Germany and France will seek to paper over tensions from the euro crisis which has propelled Berlin into Europe's driving seat when their leaders meet Monday to mark 50 years since a landmark treaty forged closer ties.

French President Francois Hollande arrived in a snow-bedecked Berlin, officials traveling with him said, and was first due to hold a brief meeting with Chancellor Angela Merkel before the two launch into events to fete the Elysee Treaty.

Their first engagement on a packed pomp-filled agenda, which continues through Tuesday, was to respond to questions by about 200 French and German youth in a live televised debate.

Afterwards over the dinner, the two leaders are likely to discuss the world hotspots including the current crisis in Mali.

In signing the landmark treaty on January 22, 1963, then French president Charles de Gaulle and West German chancellor Konrad Adenauer sealed a new era of reconciliation between the former foes which has since driven European unity.

Merkel acknowledged differences with France in her weekly podcast Saturday but said she felt "a very great closeness" with Germany's neighbor, adding: "And when we have come together, then mostly a good new solution has come out of it."

Work to be completed: From the news report on the Elysee Treaty anniversary, copy word for word the passage that begins with the words containing "Germany and France" and ends with "crisis in Mali.".

Records shown:
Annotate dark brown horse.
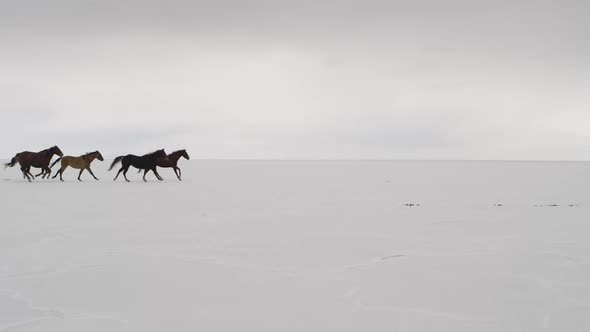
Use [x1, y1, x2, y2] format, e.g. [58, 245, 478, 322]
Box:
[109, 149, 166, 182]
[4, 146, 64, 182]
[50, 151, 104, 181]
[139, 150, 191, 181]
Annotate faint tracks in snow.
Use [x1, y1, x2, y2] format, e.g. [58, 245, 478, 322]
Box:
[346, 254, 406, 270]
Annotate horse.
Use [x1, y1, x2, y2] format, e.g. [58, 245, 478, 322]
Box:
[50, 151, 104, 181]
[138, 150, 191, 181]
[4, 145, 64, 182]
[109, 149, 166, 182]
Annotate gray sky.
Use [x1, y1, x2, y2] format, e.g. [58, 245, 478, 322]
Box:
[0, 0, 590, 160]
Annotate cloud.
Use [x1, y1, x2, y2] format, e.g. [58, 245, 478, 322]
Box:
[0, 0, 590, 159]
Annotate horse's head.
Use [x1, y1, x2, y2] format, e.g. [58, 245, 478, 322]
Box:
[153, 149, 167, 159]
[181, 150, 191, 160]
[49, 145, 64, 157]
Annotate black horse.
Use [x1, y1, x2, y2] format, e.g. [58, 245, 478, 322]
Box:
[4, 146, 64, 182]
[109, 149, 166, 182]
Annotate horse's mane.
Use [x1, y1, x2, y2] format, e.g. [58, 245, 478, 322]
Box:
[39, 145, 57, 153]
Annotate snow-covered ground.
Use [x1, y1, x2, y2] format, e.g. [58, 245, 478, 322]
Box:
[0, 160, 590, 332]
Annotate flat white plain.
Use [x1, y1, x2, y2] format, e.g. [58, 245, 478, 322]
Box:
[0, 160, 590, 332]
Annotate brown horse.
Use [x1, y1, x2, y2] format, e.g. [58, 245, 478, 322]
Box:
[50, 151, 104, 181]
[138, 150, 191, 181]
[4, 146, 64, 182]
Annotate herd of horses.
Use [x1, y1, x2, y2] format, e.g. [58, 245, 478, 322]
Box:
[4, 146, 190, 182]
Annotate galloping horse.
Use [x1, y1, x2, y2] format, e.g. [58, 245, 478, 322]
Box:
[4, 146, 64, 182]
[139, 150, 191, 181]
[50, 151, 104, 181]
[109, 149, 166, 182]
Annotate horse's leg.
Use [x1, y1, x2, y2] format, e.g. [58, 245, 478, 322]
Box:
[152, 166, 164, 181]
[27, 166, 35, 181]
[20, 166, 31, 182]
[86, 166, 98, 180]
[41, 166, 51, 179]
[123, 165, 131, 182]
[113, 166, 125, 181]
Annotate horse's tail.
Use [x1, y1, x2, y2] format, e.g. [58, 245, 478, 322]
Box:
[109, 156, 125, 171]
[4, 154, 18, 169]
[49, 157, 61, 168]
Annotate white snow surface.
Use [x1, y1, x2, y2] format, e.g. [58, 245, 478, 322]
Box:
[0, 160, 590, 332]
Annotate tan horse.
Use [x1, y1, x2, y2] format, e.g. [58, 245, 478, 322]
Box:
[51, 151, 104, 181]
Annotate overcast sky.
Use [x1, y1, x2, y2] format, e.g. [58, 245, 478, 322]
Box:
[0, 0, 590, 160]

Solution to this task:
Germany and France will seek to paper over tensions from the euro crisis which has propelled Berlin into Europe's driving seat when their leaders meet Monday to mark 50 years since a landmark treaty forged closer ties.

French President Francois Hollande arrived in a snow-bedecked Berlin, officials traveling with him said, and was first due to hold a brief meeting with Chancellor Angela Merkel before the two launch into events to fete the Elysee Treaty.

Their first engagement on a packed pomp-filled agenda, which continues through Tuesday, was to respond to questions by about 200 French and German youth in a live televised debate.

Afterwards over the dinner, the two leaders are likely to discuss the world hotspots including the current crisis in Mali.